[Dataset records]

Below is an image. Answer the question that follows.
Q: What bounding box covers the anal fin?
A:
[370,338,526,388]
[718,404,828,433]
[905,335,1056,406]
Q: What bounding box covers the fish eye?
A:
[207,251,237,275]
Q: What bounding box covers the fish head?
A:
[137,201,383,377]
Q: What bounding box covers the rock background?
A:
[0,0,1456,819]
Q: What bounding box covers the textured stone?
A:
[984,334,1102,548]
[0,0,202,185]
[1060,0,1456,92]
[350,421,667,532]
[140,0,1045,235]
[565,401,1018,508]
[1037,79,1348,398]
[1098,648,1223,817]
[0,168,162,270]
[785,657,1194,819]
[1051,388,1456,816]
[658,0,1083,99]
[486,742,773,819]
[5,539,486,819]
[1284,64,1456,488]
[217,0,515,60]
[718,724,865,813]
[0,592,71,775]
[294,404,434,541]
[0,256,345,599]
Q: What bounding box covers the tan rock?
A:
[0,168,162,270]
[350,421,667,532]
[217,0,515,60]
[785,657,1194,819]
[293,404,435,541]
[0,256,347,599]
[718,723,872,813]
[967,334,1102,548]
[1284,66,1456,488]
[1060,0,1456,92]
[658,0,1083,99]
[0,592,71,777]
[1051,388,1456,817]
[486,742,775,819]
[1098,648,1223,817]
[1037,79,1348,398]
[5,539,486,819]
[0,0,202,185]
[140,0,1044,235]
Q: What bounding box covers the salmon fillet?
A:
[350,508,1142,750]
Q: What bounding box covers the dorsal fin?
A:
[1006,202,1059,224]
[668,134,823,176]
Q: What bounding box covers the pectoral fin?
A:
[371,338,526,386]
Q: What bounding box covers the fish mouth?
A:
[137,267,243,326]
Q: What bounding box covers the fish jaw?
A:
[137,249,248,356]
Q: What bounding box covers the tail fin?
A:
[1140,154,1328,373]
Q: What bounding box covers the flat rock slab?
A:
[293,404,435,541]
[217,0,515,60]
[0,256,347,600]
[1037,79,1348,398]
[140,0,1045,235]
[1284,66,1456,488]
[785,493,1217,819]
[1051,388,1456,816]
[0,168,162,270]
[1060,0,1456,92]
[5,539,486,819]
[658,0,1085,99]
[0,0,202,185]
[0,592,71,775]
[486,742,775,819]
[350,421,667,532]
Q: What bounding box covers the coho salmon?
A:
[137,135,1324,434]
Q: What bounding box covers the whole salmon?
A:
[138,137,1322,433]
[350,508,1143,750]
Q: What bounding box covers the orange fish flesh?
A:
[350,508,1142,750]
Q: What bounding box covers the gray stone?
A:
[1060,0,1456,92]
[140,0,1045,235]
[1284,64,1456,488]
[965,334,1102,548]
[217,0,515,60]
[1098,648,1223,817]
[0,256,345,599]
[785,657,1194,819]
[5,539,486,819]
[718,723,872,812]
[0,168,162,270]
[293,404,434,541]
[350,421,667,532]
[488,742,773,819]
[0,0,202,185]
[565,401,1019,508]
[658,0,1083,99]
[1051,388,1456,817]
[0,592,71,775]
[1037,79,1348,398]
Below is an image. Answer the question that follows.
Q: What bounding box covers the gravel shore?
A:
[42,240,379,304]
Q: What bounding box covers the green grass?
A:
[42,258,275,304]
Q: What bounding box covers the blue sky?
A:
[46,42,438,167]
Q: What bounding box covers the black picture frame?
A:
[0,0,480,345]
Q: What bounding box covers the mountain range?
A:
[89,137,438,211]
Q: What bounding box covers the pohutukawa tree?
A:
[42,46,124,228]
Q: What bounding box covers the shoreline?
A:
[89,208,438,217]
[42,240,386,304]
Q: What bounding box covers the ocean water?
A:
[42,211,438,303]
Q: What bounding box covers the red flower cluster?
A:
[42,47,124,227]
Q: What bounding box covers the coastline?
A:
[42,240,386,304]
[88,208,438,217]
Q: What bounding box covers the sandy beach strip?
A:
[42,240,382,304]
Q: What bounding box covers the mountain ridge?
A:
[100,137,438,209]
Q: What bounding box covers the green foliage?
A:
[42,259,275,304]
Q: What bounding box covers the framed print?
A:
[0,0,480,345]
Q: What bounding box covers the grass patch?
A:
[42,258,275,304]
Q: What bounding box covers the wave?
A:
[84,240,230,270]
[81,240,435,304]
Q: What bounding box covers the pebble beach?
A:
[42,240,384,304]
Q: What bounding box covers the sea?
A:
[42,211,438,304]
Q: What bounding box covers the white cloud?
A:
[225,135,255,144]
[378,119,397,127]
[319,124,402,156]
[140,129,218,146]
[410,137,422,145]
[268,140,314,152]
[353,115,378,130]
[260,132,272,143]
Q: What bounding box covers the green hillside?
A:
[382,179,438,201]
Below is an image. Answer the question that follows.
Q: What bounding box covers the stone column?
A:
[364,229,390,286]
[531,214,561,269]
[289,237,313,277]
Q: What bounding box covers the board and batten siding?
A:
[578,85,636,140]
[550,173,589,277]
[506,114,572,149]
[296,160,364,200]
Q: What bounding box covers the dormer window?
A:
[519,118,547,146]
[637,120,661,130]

■ **Aim of the task**
Reproduce the data above verbatim, every line from first to last, without altering any character.

■ **Solution below**
Below is an image. Answer the question that follows.
Q: What bounding box covers the anal fin?
A:
[370,338,526,388]
[718,404,828,433]
[905,335,1056,406]
Q: What bounding box covers the fish eye?
A:
[207,251,237,275]
Q: What bounding box covers the fish head?
A:
[137,201,383,377]
Q: What bounding box covers the rock background?
A:
[0,0,1456,819]
Q: What bounding box covers the textured stone?
A:
[984,334,1102,548]
[0,0,202,185]
[1060,0,1456,92]
[350,421,667,532]
[140,0,1045,235]
[565,401,1018,508]
[1037,79,1348,398]
[1098,648,1223,817]
[0,168,162,270]
[785,657,1194,819]
[1051,388,1456,816]
[658,0,1083,99]
[486,742,773,819]
[5,539,486,819]
[1284,64,1456,488]
[217,0,515,60]
[718,724,865,813]
[0,592,71,775]
[294,404,434,541]
[0,256,345,599]
Q: What bounding box covers the tan rock?
A:
[0,168,162,270]
[350,421,667,532]
[217,0,515,60]
[785,657,1194,819]
[293,404,435,541]
[0,256,347,599]
[718,723,872,813]
[967,334,1102,548]
[1284,66,1456,488]
[1060,0,1456,92]
[658,0,1083,99]
[0,592,71,777]
[1051,388,1456,817]
[486,742,775,819]
[1098,648,1223,817]
[1037,79,1348,398]
[5,539,486,819]
[0,0,202,185]
[140,0,1044,235]
Q: What bounding box covers the salmon fillet?
A:
[350,508,1142,750]
Q: What bounding box covers the dorsal fin?
A:
[1006,202,1059,224]
[668,134,823,176]
Q: What bounding box covers the pectoral fin?
A:
[371,338,526,386]
Q: What bounding box covers the fish mouth?
A:
[137,267,243,326]
Q: What bounding box covers the fish jaw?
A:
[137,249,248,356]
Q: What bounding box covers the tail fin?
A:
[1140,154,1328,373]
Q: What bounding box covers the flat rock slab?
A:
[293,404,435,541]
[217,0,515,60]
[0,256,347,600]
[1037,79,1348,398]
[140,0,1045,235]
[1284,66,1456,488]
[785,493,1217,819]
[1051,388,1456,816]
[0,168,162,270]
[1060,0,1456,92]
[5,539,486,819]
[658,0,1085,99]
[0,0,202,185]
[0,592,71,775]
[486,742,775,819]
[350,421,667,532]
Q: What bounding box covers the coho salmon?
A:
[137,135,1324,434]
Q: What bounding box covers the whole salmon?
A:
[138,137,1322,433]
[350,508,1143,750]
Q: What bounding box covers the orange fish flesh?
A:
[350,508,1142,750]
Q: What bounding box covers the gray stone?
A:
[1060,0,1456,92]
[140,0,1045,235]
[1284,64,1456,488]
[965,334,1102,548]
[217,0,515,60]
[1098,648,1223,817]
[0,256,345,599]
[785,657,1194,819]
[5,539,486,819]
[718,723,872,812]
[0,168,162,270]
[293,404,434,541]
[350,421,667,532]
[488,742,773,819]
[0,0,202,185]
[565,401,1019,508]
[658,0,1083,99]
[1051,388,1456,817]
[0,592,71,775]
[1037,79,1348,398]
Below is an image. Answer the question that follows.
Q: What bounding box covers the gravel shore?
A:
[42,240,379,304]
Q: What bounding box covers the green grass?
A:
[42,258,275,304]
Q: What bounding box covers the blue sky?
A:
[46,42,438,167]
Q: What bounding box covers the black picture frame?
A:
[0,0,480,345]
Q: What bounding box covers the mountain range?
A:
[89,137,438,211]
Q: What bounding box covers the pohutukawa tree?
A:
[42,46,124,228]
Q: What bounding box covers the shoreline?
A:
[89,208,438,217]
[42,240,386,304]
Q: What bounding box covers the ocean water?
A:
[42,211,438,303]
Q: What bounding box covers the red flower cluster?
A:
[42,47,124,227]
Q: What bounding box covers the coastline?
A:
[42,240,386,304]
[88,208,438,217]
Q: What bounding box covers the sandy beach strip?
A:
[42,240,382,304]
Q: What bounding box covers the mountain ridge?
A:
[100,137,438,209]
Q: What bounding box covers the green foliage?
A:
[42,259,275,304]
Q: What bounding box covers the framed print?
A:
[0,0,480,345]
Q: What bounding box covers the grass patch?
A:
[42,258,275,304]
Q: What bounding box covers the wave?
A:
[84,240,230,270]
[81,240,435,304]
Q: What bounding box covers the pebble beach?
A:
[42,240,384,304]
Q: What bounding box covers the sea?
A:
[42,211,438,304]
Q: What bounding box covers the white cloud?
A:
[225,135,255,144]
[378,119,397,127]
[319,124,402,156]
[140,129,218,146]
[410,137,422,145]
[268,140,314,152]
[353,115,378,130]
[260,132,272,143]
Q: What bounding box covers the green hillside?
A:
[382,179,438,201]
Below is an image. Answer the question that follows.
Q: What bounding box covers the stone column?
A:
[364,229,390,286]
[531,214,561,269]
[289,237,313,277]
Q: What bounding box covers the board and batten siding?
A:
[578,85,636,140]
[550,173,589,277]
[506,114,572,149]
[296,160,364,200]
Q: What bounding box covers the dormer window?
A:
[519,118,547,146]
[637,120,661,130]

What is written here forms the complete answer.